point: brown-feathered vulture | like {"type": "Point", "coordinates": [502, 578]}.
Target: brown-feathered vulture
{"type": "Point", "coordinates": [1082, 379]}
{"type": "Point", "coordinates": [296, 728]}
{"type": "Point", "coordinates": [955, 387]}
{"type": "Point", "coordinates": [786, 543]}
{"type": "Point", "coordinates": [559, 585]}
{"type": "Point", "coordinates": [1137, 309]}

● ● ● ● ●

* **Problem to work on**
Type out every record above once more, exactly.

* **Written reply**
point: brown-feathered vulture | like {"type": "Point", "coordinates": [502, 578]}.
Target: brown-feathered vulture
{"type": "Point", "coordinates": [1082, 379]}
{"type": "Point", "coordinates": [296, 728]}
{"type": "Point", "coordinates": [955, 387]}
{"type": "Point", "coordinates": [786, 543]}
{"type": "Point", "coordinates": [559, 585]}
{"type": "Point", "coordinates": [1137, 309]}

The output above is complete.